_Supplied passage:_
########
At clause 7.7 the parties acknowledged that the Purchaser had entered into the agreement on the basis of and in reliance upon the truth and accuracy of the Warranties—that is to say, the warranties set out in clause 7.1 and in schedule 3 (subject to the Disclosure Letter); and the Purchaser acknowledged that it had not been induced to enter into the agreement by any representation or warranty other than those warranties. Clause 7.4 provided that the rights and remedies of the Purchaser in respect of any breach of the Warranties should not be affected by completion; and it went on to provide (so far as material) that the Purchaser's rights in respect of breach of warranty should not be affected:

"… by any investigation made by it or on its behalf into the affairs of any Group Company (except to the extent that such investigation gives the Purchaser actual knowledge of the relevant facts or circumstances) …"

The Disclosure Letter

9

The Disclosure Letter bears the same date as the agreement, 24 May 2001: it refers to the agreement "to be entered into today" and was addressed to Mea Corporation by the Vendor and Artisan UK. It includes both general and specific disclosure.
########
_Material provided:_
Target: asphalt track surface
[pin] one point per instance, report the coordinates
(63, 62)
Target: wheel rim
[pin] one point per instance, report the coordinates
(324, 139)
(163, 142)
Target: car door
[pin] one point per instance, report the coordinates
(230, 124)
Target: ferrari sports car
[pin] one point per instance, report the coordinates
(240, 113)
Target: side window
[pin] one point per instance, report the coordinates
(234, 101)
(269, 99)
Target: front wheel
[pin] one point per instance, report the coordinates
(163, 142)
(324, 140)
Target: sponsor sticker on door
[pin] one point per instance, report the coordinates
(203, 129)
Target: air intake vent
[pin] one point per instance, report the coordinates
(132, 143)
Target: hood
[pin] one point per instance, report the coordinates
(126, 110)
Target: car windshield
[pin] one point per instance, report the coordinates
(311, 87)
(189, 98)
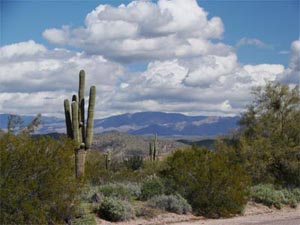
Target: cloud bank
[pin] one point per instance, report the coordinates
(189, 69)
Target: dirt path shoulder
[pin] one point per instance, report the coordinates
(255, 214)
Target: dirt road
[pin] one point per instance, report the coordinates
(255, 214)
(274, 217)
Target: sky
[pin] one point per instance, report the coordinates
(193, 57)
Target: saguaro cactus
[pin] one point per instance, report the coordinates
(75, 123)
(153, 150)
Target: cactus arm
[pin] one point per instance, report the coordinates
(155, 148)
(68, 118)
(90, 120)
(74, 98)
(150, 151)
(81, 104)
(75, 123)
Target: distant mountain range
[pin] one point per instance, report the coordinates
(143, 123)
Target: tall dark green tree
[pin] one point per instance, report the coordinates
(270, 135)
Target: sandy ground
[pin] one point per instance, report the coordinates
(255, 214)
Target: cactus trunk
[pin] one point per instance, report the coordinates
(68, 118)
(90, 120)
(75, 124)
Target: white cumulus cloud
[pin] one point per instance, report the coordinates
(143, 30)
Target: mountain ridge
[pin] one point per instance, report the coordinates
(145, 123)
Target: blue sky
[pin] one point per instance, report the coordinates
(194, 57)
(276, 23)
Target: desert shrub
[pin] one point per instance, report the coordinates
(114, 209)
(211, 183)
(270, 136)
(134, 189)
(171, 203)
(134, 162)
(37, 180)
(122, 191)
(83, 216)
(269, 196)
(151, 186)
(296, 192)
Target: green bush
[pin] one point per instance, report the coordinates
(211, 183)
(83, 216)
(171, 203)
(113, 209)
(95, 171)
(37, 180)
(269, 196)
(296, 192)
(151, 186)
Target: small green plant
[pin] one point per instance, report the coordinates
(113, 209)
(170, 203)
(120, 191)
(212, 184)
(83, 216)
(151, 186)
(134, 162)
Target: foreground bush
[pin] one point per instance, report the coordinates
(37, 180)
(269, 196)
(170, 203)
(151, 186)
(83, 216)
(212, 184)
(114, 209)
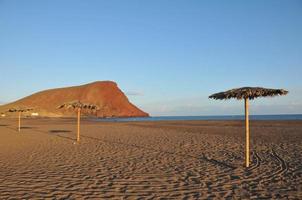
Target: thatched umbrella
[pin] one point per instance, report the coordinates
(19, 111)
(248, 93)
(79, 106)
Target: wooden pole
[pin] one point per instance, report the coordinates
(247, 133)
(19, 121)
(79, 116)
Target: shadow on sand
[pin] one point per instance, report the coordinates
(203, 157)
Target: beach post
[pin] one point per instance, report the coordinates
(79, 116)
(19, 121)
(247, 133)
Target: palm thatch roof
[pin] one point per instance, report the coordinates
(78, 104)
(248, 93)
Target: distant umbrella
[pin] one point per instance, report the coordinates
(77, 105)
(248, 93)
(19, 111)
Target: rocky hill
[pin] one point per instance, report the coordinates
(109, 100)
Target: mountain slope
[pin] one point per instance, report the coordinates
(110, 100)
########
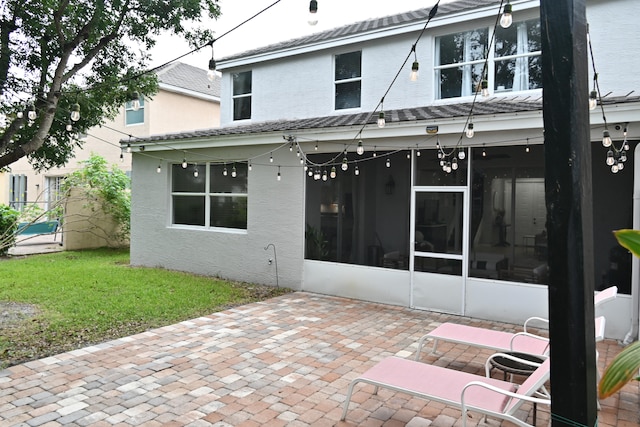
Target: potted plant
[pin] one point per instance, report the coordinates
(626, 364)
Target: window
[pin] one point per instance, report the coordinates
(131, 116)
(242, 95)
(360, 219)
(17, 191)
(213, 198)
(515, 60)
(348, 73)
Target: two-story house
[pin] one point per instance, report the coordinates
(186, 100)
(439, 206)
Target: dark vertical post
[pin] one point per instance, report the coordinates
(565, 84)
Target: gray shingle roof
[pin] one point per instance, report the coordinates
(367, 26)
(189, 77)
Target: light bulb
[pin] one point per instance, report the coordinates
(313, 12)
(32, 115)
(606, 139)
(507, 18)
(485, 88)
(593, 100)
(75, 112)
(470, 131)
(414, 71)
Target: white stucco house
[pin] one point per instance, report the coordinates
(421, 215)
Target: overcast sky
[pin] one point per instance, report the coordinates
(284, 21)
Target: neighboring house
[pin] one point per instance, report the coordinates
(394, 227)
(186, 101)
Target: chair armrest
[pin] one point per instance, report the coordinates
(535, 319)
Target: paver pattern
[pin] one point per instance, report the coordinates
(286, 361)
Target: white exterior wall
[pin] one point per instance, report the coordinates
########
_Instructions:_
a) In the warranties passage, write out the part starting at "The Disclosure Letter bears" and ending at "and specific disclosure.".
b) According to the warranties passage, to whom was the Disclosure Letter addressed?

_In response:_
a)
The Disclosure Letter bears the same date as the agreement, 24 May 2001: it refers to the agreement "to be entered into today" and was addressed to Mea Corporation by the Vendor and Artisan UK. It includes both general and specific disclosure.

b) Mea Corporation